(Detection examples)

━━━━━━

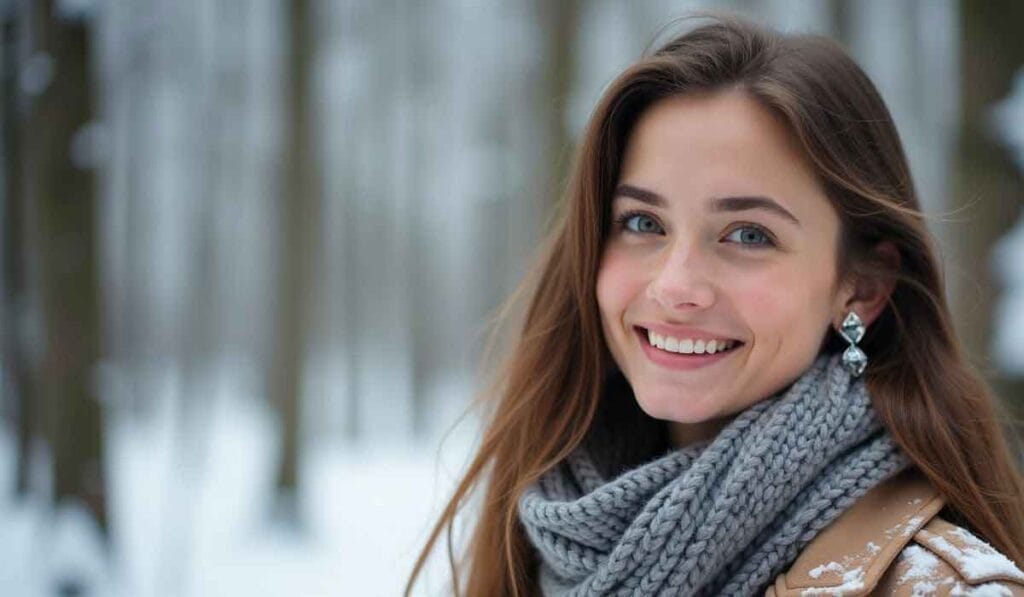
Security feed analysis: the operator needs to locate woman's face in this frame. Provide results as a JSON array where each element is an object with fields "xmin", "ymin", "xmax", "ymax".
[{"xmin": 597, "ymin": 88, "xmax": 849, "ymax": 443}]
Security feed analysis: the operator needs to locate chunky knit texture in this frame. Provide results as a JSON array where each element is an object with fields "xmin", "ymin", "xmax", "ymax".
[{"xmin": 519, "ymin": 354, "xmax": 909, "ymax": 596}]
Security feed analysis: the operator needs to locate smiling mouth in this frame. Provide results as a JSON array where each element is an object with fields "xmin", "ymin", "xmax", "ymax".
[{"xmin": 633, "ymin": 326, "xmax": 743, "ymax": 357}]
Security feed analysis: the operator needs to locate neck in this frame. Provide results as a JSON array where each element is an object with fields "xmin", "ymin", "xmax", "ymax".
[{"xmin": 669, "ymin": 415, "xmax": 736, "ymax": 447}]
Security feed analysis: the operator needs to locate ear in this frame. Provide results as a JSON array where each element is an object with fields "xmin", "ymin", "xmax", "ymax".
[{"xmin": 833, "ymin": 241, "xmax": 900, "ymax": 329}]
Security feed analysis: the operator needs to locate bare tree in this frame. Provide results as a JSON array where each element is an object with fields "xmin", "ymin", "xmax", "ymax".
[
  {"xmin": 24, "ymin": 0, "xmax": 106, "ymax": 532},
  {"xmin": 269, "ymin": 0, "xmax": 319, "ymax": 518}
]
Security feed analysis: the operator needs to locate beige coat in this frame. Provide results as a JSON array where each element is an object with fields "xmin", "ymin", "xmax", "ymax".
[{"xmin": 766, "ymin": 468, "xmax": 1024, "ymax": 597}]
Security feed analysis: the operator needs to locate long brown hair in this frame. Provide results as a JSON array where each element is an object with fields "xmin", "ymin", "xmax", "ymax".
[{"xmin": 407, "ymin": 14, "xmax": 1024, "ymax": 595}]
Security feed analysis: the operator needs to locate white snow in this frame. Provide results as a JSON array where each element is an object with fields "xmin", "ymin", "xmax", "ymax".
[
  {"xmin": 0, "ymin": 385, "xmax": 471, "ymax": 597},
  {"xmin": 933, "ymin": 528, "xmax": 1024, "ymax": 578},
  {"xmin": 949, "ymin": 583, "xmax": 1014, "ymax": 597},
  {"xmin": 899, "ymin": 545, "xmax": 939, "ymax": 583},
  {"xmin": 800, "ymin": 562, "xmax": 864, "ymax": 597}
]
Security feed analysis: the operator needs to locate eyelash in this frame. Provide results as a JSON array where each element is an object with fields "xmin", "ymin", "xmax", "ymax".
[{"xmin": 615, "ymin": 211, "xmax": 777, "ymax": 251}]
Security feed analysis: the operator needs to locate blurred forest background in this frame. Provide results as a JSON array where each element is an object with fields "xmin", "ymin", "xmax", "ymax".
[{"xmin": 0, "ymin": 0, "xmax": 1024, "ymax": 596}]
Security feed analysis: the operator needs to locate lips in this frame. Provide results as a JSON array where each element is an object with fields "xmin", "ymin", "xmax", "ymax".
[
  {"xmin": 633, "ymin": 326, "xmax": 744, "ymax": 356},
  {"xmin": 634, "ymin": 327, "xmax": 743, "ymax": 371}
]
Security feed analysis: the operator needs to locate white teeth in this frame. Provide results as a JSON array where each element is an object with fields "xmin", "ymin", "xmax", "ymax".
[{"xmin": 647, "ymin": 330, "xmax": 735, "ymax": 354}]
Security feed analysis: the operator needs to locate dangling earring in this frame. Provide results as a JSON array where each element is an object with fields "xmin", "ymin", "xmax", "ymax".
[{"xmin": 839, "ymin": 311, "xmax": 867, "ymax": 377}]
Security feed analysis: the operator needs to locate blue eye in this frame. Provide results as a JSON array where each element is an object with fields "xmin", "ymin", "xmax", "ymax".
[
  {"xmin": 615, "ymin": 212, "xmax": 662, "ymax": 234},
  {"xmin": 726, "ymin": 225, "xmax": 775, "ymax": 248}
]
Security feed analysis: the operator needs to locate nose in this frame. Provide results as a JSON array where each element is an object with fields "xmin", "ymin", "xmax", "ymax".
[{"xmin": 646, "ymin": 241, "xmax": 715, "ymax": 311}]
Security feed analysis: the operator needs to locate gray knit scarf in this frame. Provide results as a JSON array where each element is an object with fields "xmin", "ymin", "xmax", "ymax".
[{"xmin": 518, "ymin": 353, "xmax": 909, "ymax": 596}]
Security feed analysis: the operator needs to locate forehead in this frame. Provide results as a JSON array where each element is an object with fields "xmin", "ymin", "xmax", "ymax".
[{"xmin": 620, "ymin": 91, "xmax": 831, "ymax": 217}]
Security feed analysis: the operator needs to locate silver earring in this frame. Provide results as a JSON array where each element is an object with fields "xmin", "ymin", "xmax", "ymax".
[{"xmin": 839, "ymin": 311, "xmax": 867, "ymax": 377}]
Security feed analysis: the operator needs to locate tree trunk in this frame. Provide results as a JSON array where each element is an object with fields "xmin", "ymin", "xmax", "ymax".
[
  {"xmin": 270, "ymin": 0, "xmax": 319, "ymax": 519},
  {"xmin": 26, "ymin": 0, "xmax": 106, "ymax": 534}
]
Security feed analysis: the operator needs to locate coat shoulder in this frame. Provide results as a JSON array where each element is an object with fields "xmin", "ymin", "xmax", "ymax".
[
  {"xmin": 876, "ymin": 516, "xmax": 1024, "ymax": 596},
  {"xmin": 767, "ymin": 468, "xmax": 1024, "ymax": 597}
]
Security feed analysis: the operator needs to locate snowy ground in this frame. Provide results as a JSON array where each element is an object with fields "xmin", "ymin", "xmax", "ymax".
[{"xmin": 0, "ymin": 385, "xmax": 472, "ymax": 597}]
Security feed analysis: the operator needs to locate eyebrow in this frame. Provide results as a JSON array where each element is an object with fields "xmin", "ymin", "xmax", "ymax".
[{"xmin": 612, "ymin": 183, "xmax": 800, "ymax": 226}]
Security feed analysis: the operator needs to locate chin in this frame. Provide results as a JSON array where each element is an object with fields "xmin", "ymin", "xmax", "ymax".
[{"xmin": 636, "ymin": 396, "xmax": 719, "ymax": 423}]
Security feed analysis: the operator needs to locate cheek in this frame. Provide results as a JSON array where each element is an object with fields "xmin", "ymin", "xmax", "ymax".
[
  {"xmin": 597, "ymin": 252, "xmax": 638, "ymax": 321},
  {"xmin": 738, "ymin": 268, "xmax": 828, "ymax": 345}
]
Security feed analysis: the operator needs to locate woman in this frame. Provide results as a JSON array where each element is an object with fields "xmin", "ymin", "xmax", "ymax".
[{"xmin": 409, "ymin": 11, "xmax": 1024, "ymax": 595}]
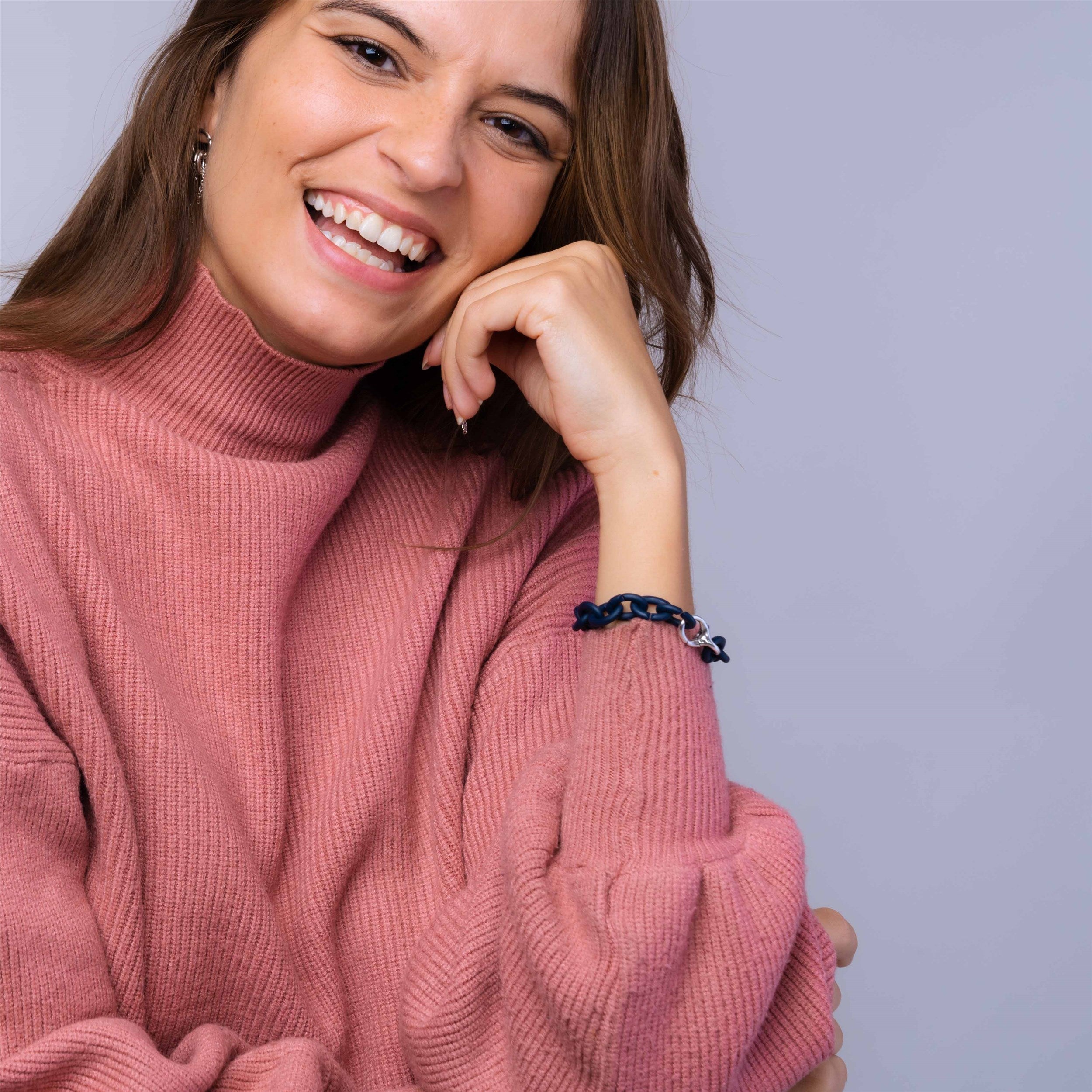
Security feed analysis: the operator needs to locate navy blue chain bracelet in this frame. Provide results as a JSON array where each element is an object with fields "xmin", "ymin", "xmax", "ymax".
[{"xmin": 572, "ymin": 593, "xmax": 729, "ymax": 664}]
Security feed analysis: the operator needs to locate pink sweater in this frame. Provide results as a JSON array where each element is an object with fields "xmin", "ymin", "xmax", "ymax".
[{"xmin": 0, "ymin": 266, "xmax": 834, "ymax": 1092}]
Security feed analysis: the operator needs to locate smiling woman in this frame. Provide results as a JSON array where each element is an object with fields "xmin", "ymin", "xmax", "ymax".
[{"xmin": 0, "ymin": 0, "xmax": 855, "ymax": 1092}]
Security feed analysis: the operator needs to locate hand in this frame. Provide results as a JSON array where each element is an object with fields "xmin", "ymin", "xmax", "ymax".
[
  {"xmin": 423, "ymin": 242, "xmax": 683, "ymax": 478},
  {"xmin": 788, "ymin": 906, "xmax": 857, "ymax": 1092}
]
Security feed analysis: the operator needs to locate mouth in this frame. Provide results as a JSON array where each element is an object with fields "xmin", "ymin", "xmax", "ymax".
[{"xmin": 304, "ymin": 190, "xmax": 443, "ymax": 273}]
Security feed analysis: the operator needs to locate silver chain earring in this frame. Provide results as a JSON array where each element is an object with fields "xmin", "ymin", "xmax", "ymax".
[{"xmin": 194, "ymin": 129, "xmax": 212, "ymax": 204}]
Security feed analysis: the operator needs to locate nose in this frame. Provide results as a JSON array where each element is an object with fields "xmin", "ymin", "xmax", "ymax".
[{"xmin": 377, "ymin": 96, "xmax": 463, "ymax": 192}]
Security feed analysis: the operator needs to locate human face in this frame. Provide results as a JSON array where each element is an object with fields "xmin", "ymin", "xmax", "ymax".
[{"xmin": 201, "ymin": 0, "xmax": 583, "ymax": 365}]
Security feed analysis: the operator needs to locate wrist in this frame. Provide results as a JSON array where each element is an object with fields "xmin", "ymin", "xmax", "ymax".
[{"xmin": 589, "ymin": 443, "xmax": 686, "ymax": 504}]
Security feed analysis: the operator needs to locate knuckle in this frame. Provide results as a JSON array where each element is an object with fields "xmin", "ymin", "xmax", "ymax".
[{"xmin": 830, "ymin": 1054, "xmax": 850, "ymax": 1092}]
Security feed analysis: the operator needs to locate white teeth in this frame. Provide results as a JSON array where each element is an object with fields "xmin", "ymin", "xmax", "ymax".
[
  {"xmin": 376, "ymin": 224, "xmax": 402, "ymax": 255},
  {"xmin": 304, "ymin": 190, "xmax": 428, "ymax": 271},
  {"xmin": 358, "ymin": 212, "xmax": 384, "ymax": 242}
]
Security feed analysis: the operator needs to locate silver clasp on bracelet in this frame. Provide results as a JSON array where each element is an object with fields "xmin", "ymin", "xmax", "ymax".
[{"xmin": 679, "ymin": 615, "xmax": 721, "ymax": 655}]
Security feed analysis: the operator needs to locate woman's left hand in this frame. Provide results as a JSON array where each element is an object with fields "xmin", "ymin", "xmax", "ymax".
[{"xmin": 424, "ymin": 242, "xmax": 683, "ymax": 480}]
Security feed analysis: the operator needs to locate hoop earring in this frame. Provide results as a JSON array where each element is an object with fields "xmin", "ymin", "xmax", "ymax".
[{"xmin": 194, "ymin": 129, "xmax": 212, "ymax": 204}]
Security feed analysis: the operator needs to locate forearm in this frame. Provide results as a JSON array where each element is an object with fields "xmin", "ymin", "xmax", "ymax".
[{"xmin": 595, "ymin": 446, "xmax": 694, "ymax": 625}]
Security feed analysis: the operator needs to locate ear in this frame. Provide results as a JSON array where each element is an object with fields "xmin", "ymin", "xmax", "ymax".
[{"xmin": 201, "ymin": 72, "xmax": 227, "ymax": 137}]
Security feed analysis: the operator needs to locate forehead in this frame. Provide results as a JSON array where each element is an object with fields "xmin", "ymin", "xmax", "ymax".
[{"xmin": 304, "ymin": 0, "xmax": 594, "ymax": 98}]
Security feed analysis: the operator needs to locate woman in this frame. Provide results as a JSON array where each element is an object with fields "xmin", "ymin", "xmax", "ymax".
[{"xmin": 0, "ymin": 0, "xmax": 854, "ymax": 1092}]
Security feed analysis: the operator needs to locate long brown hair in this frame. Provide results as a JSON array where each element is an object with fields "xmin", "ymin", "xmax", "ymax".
[{"xmin": 0, "ymin": 0, "xmax": 724, "ymax": 529}]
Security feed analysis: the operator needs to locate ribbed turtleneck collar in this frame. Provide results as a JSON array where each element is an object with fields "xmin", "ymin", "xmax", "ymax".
[{"xmin": 81, "ymin": 262, "xmax": 384, "ymax": 462}]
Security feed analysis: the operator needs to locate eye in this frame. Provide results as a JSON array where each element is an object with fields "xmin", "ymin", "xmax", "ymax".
[
  {"xmin": 334, "ymin": 38, "xmax": 399, "ymax": 72},
  {"xmin": 485, "ymin": 115, "xmax": 549, "ymax": 155}
]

━━━━━━

> _WORK TO COMPLETE_: How many lines above contain the string "mouth"? Case counts. Reply with the number alone.

> _EXPECTED ANSWER_: 2